== QUOTED TEXT ==

2008-02-27 22:52:04

by Kei Tokunaga

[permalink] [raw]
Subject: A strange behavior of sched_fair

Hi Ingo,

I am playing around with sched_fair and cgroup, and it seems like
I hit a possible bug. Could you also check if that is a bug?

Description of behavior:
Start a cpu-bound task (t1), attach it to a cgroup (cgA), and let the
task to run for a while (e.g. several tens of seconds or a couple of
minutes would be adequate.) Then, start another cpu-bound task (t2)
and attach it to cgA in the way described in "Steps to Reproduce" section.
You will see t1 does not get run for a while.
(The tasks may not have to be cpu-bound, but it is easier to see the
behavior using cpu-bound tasks.)

How reproducible:
Always.

Environments where I saw the behavior:
2.6.25-rc3 with resource management functions enabled on ia64 box.

===
== EXCERPTED RECORDS ==

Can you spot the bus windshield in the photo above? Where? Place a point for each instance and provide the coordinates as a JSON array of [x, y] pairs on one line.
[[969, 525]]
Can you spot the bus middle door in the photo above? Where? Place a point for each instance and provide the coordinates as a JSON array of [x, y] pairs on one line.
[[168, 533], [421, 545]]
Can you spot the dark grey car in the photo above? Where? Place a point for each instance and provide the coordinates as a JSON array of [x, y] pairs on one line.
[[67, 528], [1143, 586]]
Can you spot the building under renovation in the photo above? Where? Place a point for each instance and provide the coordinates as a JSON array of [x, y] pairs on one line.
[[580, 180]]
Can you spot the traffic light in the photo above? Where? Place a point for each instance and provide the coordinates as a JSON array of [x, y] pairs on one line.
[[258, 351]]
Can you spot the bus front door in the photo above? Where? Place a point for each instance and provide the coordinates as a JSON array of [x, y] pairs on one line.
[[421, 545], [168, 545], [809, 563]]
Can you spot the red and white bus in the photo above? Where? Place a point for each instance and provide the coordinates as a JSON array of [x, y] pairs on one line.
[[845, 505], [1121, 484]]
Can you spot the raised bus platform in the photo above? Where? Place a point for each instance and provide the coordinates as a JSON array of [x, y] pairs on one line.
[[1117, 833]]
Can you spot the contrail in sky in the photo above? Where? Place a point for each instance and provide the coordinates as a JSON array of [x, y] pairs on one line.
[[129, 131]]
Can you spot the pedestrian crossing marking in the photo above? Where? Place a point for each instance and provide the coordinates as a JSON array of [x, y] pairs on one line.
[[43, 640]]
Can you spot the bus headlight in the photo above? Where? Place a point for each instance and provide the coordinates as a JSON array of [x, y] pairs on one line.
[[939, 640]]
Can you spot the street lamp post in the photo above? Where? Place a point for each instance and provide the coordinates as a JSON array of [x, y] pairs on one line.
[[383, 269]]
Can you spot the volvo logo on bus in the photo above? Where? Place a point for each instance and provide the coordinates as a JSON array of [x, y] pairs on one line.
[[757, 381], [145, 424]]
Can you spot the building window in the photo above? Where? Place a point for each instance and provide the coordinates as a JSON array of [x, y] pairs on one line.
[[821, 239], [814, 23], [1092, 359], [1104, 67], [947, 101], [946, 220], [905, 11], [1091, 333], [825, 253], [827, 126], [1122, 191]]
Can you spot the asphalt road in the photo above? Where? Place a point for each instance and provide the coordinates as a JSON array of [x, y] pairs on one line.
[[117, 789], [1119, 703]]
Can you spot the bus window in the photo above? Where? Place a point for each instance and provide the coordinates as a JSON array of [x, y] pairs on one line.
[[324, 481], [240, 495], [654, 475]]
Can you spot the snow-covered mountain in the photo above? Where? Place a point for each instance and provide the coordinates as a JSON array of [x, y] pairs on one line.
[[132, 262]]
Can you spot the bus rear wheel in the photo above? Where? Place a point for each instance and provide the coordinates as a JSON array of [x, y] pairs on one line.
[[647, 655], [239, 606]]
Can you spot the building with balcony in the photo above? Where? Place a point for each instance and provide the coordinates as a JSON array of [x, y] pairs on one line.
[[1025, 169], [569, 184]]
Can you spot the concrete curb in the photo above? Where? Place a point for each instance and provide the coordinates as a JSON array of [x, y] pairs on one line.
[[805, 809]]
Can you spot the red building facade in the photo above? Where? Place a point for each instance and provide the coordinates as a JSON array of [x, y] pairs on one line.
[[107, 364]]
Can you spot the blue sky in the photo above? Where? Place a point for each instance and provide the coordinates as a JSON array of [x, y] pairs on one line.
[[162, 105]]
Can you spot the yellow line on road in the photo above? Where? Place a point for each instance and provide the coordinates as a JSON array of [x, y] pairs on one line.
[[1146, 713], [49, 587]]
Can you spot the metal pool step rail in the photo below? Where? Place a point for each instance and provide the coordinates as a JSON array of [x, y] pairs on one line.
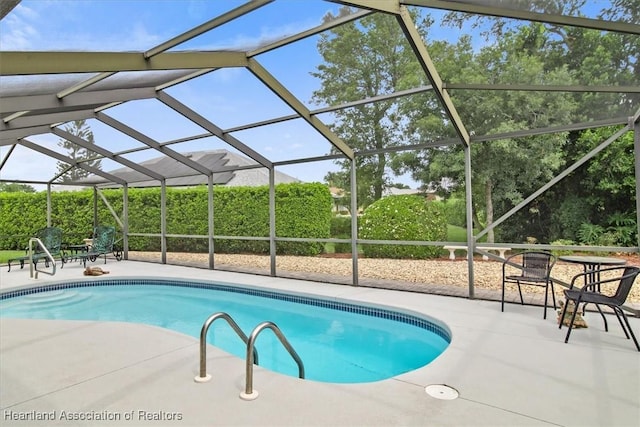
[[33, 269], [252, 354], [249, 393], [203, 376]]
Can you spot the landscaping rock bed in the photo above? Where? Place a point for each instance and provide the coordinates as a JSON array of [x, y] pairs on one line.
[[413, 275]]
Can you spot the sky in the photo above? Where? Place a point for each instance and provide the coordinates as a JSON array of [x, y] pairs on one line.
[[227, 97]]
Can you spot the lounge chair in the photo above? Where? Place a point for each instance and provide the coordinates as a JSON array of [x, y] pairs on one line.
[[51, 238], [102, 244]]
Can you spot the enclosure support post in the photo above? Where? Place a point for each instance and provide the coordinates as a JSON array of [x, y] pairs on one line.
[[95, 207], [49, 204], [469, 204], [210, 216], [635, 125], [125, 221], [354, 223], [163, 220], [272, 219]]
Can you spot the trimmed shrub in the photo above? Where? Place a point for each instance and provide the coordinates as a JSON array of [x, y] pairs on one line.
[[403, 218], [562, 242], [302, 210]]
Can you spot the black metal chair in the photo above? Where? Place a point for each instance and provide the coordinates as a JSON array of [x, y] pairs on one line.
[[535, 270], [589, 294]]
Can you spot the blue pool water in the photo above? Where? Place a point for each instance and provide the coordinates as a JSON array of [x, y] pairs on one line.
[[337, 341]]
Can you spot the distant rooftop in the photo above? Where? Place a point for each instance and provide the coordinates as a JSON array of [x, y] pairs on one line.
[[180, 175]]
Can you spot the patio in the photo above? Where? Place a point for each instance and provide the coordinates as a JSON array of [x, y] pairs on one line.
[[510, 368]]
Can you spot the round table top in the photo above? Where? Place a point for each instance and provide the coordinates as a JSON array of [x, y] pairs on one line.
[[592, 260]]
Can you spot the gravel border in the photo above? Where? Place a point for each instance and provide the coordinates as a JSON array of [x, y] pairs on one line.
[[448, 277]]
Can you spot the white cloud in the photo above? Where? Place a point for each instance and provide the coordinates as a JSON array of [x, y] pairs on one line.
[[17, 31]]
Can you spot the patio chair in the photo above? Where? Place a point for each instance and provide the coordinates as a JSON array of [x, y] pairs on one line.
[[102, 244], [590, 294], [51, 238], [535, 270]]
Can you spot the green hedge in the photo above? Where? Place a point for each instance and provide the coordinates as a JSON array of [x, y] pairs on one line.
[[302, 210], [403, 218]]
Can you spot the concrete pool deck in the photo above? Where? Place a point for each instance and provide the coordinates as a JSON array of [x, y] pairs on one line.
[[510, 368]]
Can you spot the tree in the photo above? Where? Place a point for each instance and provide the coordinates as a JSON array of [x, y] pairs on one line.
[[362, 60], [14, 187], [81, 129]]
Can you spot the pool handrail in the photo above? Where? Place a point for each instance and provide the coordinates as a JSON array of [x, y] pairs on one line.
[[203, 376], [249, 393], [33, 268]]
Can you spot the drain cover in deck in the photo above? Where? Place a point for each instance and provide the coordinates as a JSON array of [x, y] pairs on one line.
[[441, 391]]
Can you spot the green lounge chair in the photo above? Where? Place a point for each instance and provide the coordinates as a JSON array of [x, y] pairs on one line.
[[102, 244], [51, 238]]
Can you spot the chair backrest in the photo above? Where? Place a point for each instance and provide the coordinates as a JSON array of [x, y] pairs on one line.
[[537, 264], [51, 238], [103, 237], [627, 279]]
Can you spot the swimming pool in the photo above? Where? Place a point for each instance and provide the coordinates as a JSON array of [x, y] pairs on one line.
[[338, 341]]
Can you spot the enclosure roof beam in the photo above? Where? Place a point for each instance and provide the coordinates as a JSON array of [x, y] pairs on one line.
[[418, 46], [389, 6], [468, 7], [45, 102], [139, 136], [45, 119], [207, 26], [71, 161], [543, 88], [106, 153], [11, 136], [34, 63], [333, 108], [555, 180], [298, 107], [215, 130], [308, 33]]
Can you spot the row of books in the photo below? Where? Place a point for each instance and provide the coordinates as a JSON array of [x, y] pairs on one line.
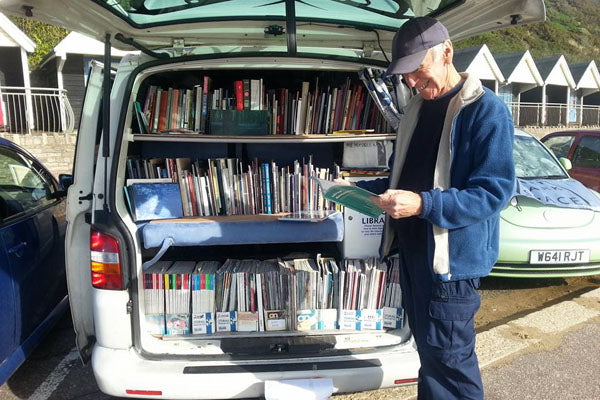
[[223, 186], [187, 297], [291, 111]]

===
== EXCERPTED RECORDS ==

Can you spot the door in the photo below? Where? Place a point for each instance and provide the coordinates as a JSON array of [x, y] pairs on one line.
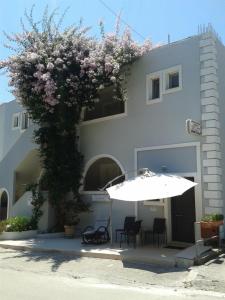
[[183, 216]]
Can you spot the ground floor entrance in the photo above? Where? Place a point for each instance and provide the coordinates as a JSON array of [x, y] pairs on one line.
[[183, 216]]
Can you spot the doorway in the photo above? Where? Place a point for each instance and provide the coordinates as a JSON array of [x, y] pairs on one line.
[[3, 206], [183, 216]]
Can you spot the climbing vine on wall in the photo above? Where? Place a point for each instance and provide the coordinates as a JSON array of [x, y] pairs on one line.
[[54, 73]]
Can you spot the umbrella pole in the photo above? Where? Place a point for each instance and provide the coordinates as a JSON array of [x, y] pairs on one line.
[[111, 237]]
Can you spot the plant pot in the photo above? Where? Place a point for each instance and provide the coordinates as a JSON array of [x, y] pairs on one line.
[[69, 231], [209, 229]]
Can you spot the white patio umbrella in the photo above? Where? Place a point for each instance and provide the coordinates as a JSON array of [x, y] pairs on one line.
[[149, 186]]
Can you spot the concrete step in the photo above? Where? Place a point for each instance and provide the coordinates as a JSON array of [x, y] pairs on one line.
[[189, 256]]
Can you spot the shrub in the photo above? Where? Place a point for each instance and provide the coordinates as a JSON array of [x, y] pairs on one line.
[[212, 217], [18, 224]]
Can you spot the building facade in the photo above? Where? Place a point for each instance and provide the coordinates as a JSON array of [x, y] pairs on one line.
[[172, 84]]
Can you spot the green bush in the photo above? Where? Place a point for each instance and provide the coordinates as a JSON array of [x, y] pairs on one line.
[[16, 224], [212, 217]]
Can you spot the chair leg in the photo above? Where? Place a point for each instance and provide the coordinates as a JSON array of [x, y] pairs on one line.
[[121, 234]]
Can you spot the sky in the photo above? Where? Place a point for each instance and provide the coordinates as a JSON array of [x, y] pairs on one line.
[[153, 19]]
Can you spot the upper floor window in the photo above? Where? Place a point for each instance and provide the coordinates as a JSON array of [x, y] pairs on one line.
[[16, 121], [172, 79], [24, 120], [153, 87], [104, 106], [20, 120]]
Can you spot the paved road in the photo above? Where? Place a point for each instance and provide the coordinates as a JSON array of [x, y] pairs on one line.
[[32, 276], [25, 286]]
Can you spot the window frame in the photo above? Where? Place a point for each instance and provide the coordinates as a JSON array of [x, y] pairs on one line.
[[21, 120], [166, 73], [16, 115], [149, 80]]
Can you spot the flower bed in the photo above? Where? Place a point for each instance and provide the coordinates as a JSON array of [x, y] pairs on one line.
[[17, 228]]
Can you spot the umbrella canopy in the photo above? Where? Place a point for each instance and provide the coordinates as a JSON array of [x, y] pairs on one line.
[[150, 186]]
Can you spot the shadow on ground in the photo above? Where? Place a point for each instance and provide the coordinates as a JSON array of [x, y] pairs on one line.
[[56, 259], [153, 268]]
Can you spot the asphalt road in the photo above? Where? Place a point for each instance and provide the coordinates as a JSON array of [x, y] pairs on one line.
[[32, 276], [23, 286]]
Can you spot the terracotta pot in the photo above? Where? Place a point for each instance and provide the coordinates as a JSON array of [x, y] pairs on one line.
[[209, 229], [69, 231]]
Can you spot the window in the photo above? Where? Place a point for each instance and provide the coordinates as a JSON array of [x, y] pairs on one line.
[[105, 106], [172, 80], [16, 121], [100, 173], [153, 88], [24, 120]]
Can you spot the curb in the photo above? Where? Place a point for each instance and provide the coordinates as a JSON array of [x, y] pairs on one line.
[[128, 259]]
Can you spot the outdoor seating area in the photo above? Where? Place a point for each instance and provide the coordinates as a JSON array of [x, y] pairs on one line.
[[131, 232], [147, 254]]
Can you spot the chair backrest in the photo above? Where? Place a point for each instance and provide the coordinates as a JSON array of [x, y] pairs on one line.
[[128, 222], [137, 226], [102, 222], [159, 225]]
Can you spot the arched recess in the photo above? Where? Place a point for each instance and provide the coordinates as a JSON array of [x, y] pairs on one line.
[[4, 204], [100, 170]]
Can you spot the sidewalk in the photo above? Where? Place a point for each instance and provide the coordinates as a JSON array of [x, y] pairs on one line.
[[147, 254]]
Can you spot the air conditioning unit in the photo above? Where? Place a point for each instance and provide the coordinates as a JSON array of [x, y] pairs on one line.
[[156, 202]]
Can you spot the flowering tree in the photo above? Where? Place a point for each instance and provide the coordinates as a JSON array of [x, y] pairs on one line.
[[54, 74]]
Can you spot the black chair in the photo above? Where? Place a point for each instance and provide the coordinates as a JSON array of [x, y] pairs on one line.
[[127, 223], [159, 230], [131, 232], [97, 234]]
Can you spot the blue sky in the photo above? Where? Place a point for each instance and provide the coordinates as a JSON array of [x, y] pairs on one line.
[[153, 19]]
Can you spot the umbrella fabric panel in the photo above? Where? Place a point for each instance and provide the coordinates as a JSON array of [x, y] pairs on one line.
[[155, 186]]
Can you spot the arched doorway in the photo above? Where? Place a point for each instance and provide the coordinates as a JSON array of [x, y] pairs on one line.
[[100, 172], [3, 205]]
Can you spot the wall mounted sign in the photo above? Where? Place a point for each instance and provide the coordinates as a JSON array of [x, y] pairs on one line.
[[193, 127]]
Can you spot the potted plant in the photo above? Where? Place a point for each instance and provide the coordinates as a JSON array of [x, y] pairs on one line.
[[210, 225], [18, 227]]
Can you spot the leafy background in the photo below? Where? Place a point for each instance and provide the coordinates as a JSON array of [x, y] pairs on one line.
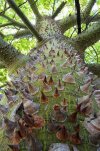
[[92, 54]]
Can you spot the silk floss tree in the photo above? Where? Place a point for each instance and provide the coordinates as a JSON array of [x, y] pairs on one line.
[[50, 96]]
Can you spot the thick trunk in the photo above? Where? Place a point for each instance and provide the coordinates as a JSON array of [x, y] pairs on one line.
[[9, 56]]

===
== EXCERPTED RECORDS ==

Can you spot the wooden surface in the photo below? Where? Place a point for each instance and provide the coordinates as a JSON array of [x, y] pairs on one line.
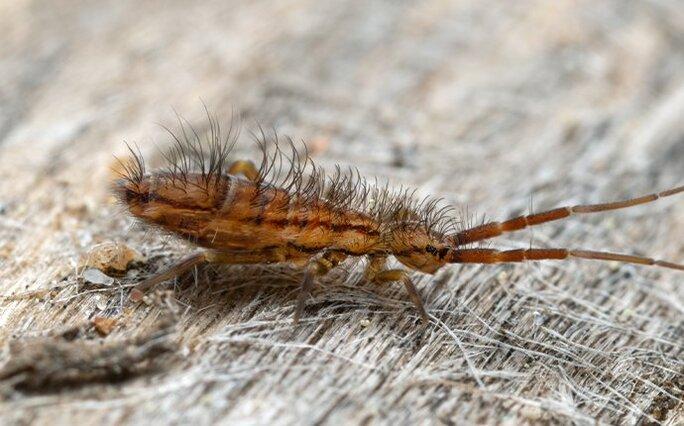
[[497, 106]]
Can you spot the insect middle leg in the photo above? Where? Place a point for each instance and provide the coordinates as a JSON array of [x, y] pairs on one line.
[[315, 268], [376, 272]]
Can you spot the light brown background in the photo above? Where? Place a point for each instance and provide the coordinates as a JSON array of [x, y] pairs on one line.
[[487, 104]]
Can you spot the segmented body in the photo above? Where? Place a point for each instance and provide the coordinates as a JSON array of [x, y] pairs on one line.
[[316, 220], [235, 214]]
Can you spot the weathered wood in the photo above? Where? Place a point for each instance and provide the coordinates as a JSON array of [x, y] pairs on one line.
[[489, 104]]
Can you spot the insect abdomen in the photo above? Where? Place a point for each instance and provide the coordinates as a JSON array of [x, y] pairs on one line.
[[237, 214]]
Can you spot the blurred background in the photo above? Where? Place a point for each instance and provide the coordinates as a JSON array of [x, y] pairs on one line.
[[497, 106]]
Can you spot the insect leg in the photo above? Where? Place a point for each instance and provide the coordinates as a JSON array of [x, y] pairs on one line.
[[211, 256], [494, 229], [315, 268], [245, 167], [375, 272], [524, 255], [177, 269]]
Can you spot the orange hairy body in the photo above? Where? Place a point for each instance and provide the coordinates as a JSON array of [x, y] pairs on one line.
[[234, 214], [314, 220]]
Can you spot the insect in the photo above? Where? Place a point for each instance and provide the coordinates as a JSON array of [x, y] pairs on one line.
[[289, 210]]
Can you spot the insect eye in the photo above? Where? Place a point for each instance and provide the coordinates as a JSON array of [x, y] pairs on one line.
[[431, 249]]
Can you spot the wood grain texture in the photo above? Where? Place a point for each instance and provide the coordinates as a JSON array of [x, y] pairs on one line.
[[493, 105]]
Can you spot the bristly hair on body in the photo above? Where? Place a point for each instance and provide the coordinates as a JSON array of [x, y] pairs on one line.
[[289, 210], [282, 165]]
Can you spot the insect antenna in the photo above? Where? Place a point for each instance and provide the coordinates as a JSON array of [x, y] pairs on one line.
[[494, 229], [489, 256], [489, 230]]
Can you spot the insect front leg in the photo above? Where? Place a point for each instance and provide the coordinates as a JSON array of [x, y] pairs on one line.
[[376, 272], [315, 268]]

===

▶ _WHAT THIS EXERCISE ASKS_:
[A] In one to three sentences, explain why the sched_fair bug report describes the behavior with cpu-bound tasks.
[B] Continue the sched_fair bug report from the point where it stops.
The listing has nothing to do with the sched_fair bug report.

▶ _ANSWERS TO THE PROBLEMS_:
[A] The report uses cpu-bound tasks because the behavior is easier to see with them. It notes that the tasks may not have to be cpu-bound.

[B]
Steps to Reproduce:
# mkdir /dev/cgroup
# mount -t cgroup -ocpuset,cpu cpu /dev/cgroup
# mkdir /dev/cgroup/{a,b}
# echo 0 > /dev/cgroup/a/cpuset.cpus
# echo 0 > /dev/cgroup/b/cpuset.cpus
# echo 1 > /dev/cgroup/a/cpuset.mems
# echo 1 > /dev/cgroup/b/cpuset.mems
# echo $$ > /dev/cgroup/b/tasks
# ./a.out & echo $! > /dev/cgroup/a/tasks (a.out is just a for-loop program)
[Wait for several tens of seconds or a couple of minutes.]
# ./a.out2 & echo $! > /dev/cgroup/a/tasks (a.out2 is just a for-loop program)
[You will see a.out does not get run for a while by running top command.]

Additional Info:
a.out2 needs to be started from the shell of cgroup-b in order to
reproduce the problem (, unless the system is UP.) Starting a.out2
in the manner, se->vruntime (or something to create the se->vruntime)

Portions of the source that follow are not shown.